## Dados do exercício
....

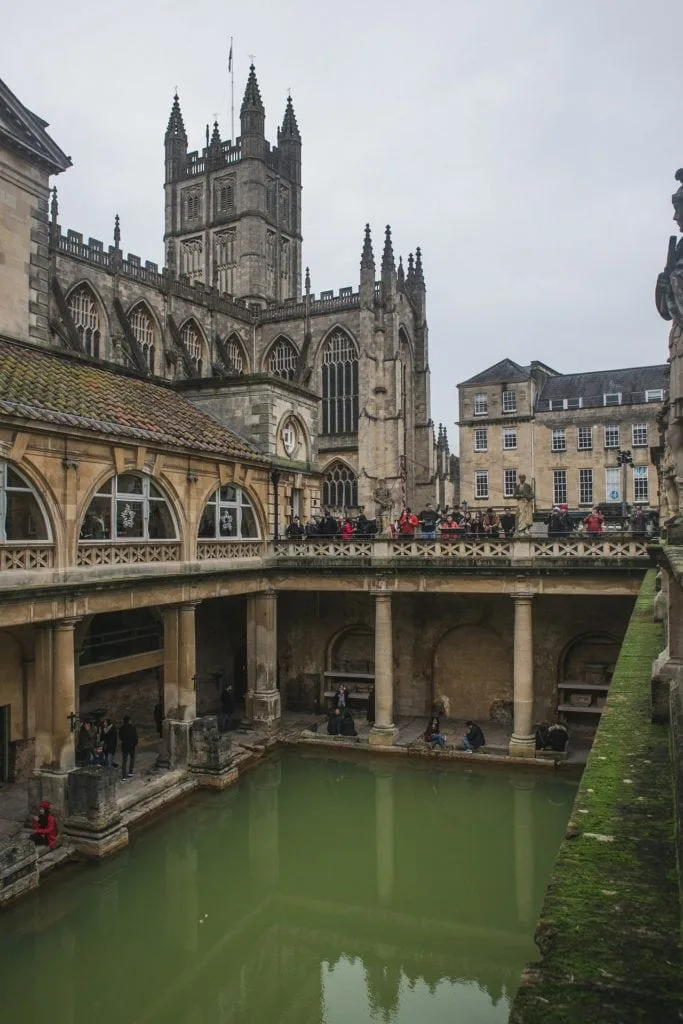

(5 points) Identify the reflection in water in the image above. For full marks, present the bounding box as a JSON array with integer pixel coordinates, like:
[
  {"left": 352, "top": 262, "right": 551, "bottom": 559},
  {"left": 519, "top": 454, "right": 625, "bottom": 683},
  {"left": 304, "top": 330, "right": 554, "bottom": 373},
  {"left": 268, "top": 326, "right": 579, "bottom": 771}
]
[{"left": 0, "top": 755, "right": 574, "bottom": 1024}]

....

## Objetivo
Mova as coordenadas das respostas de todas as entradas acima somando 124 a cada número, sem tocar nos pedidos nem nos modelos de formato. Reescreva todas as linhas, com os pedidos, mas deixe as imagens de fora.

## Problema resolvido
(5 points) Identify the reflection in water in the image above. For full marks, present the bounding box as a JSON array with integer pixel coordinates, like:
[
  {"left": 352, "top": 262, "right": 551, "bottom": 559},
  {"left": 519, "top": 454, "right": 625, "bottom": 683},
  {"left": 304, "top": 330, "right": 554, "bottom": 373},
  {"left": 268, "top": 326, "right": 579, "bottom": 771}
]
[{"left": 124, "top": 879, "right": 698, "bottom": 1148}]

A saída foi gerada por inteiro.